Task requirements -
A. In the IEEE 802.15.1 announcement, start at the words "The IEEE-SA also" and stop after "system by signals.", then give that part again with "CD-ROM" swapped for "DVD".
B. Answer these questions from the IEEE 802.15.1 announcement:
(i) Which version of the Bluetooth specification is the approved IEEE 802.15.1 standard fully compatible with?
(ii) How many of the received comments did the Bluetooth SIG apply to the original Bluetooth spec?
(iii) How long is the overview offered by the SDL model?

Passage shown -
- - -

New Standard Fosters Wireless PANs for Notebook Computer, PDAs, Cell Phones and Other Portable, Handheld Devices

Contact:
Ian Gifford, +1 978 815 8182, giffordi@ieee.org
Dr. Chatschik Bisdikian, +1 914 784 7439, bisdik@us.ibm.com
Bob Heile, +1 508 222 1393, bheile@ieee.org
Karen McCabe (732) 562-3824, k.mccabe@ieee.org

PISCATAWAY, N.J., March 21, 2002 – The Standards Board of the Institute of Electrical and Electronics Engineers Standards Association (IEEE-SA) has approved the IEEE Standard 802.15.1 ("Wireless MAC and PHY Specifications for Wireless Personal Area Networks (WPANs™)", which is adapted from portions of the Bluetooth™ wireless specification.

IEEE licensed wireless technology from the Bluetooth SIG, Inc., to adapt and copy a portion of the Bluetooth specification as base material for IEEE Standard 802.15.1-2002. The approved IEEE 802.15.1 standard is fully compatible with the Bluetooth v1.1 specification. Bluetooth technology defines specifications for small-form-factor, low-cost wireless radio communications among notebook computers, personal digital assistants, cellular phones and other portable, handheld devices, and connectivity to the Internet.

“The new standard gives the Bluetooth spec greater validity and support in the market and is an additional resource for those who implement Bluetooth devices,” says Ian Gifford, IEEE 802.15 Working Group Vice Chair. “This collaboration is a good example of how a standards development organization and a special industry group (SIG) can work together to improve an industry specification and also create a standard.

“Under the agreement between the two, the IEEE brought together a great many experts from around the world to scrutinize and enhance the Bluetooth specification. We received thousands of comments, and the Bluetooth SIG applied more than 300 of them to the original Bluetooth spec.”

In speaking about the collaboration, Tom Siep, General Manager, Bluetooth SIG, Inc., says: "The peer review process the IEEE-SA brought to bear in standardizing the lower layers of our specification was an invaluable service; it created many changes and additions that improved the overall document. We appreciate our ongoing relationship with the IEEE-SA."

The IEEE standard also added a major clause on Service Access Points, which includes an LLC/MAC interface for the ISO/IEC 8802-2 LLC, a normative annex that provides a protocol implementation conformance statement (PICS) pro forma, and an informative, high-level behavioral ITU-T Z.100 specification and description language (SDL) model for an integrated Bluetooth MAC Sublayer. This SDL model offers an extensive overview (more than 500 pages long) of a significant portion of the Bluetooth protocols e.g., Baseband, LMP, L2CAP, and the Link Manager (using the host controller interface (HCI)).

The IEEE-SA also plans to further develop the 802.15.1 SDL model source to support the standard. The SDL code, which will be available on CD-ROM, will include a computer model for use with any SDL tool that supports the SDL-88, SDL-92 or SDL-2000 update of ITU-T Recommendation Z.100. The IEEE 802.15.1 Working Task Group used the SDL to translate the natural language of the Bluetooth Specification into a formal specification that defines how the Bluetooth protocols react to events in the environment that are communicated to a system by signals.

- - -

Given data -
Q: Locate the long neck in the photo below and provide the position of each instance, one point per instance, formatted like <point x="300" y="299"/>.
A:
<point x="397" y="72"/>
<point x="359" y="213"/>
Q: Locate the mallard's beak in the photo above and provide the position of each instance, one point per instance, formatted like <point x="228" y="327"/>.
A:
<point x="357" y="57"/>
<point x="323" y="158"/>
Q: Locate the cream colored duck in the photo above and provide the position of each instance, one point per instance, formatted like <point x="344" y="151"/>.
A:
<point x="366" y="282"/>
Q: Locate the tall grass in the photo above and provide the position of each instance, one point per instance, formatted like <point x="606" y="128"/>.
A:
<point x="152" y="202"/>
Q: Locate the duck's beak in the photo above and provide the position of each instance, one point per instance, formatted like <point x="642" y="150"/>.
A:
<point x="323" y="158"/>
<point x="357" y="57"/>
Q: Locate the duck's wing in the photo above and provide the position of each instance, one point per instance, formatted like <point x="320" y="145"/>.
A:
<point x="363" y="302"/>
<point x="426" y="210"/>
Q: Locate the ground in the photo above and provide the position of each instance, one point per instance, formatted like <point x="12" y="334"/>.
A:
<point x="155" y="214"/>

- - -

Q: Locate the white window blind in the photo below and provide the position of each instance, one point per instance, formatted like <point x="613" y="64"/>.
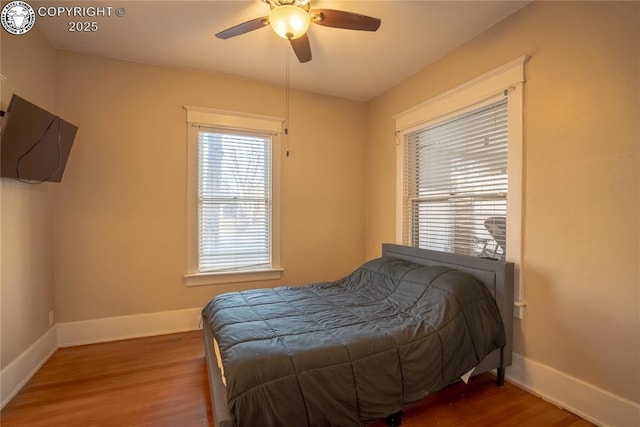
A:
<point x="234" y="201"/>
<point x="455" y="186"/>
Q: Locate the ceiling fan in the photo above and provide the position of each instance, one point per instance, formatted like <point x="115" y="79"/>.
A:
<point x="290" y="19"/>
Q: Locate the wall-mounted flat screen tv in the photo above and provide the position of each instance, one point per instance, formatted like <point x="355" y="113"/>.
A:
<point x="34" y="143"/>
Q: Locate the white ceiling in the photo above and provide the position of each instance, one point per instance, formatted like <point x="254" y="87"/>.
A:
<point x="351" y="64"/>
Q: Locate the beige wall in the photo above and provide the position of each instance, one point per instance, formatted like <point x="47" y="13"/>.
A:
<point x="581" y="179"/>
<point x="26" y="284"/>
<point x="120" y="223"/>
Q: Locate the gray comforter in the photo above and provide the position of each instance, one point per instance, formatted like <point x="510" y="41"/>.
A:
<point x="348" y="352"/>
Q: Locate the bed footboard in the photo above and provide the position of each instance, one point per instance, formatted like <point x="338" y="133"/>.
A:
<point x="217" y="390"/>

- - -

Task-by-task answers -
A.
The IEEE-SA also plans to further develop the 802.15.1 SDL model source to support the standard. The SDL code, which will be available on DVD, will include a computer model for use with any SDL tool that supports the SDL-88, SDL-92 or SDL-2000 update of ITU-T Recommendation Z.100. The IEEE 802.15.1 Working Task Group used the SDL to translate the natural language of the Bluetooth Specification into a formal specification that defines how the Bluetooth protocols react to events in the environment that are communicated to a system by signals.

B.
(i) The Bluetooth v1.1 specification.
(ii) More than 300.
(iii) More than 500 pages.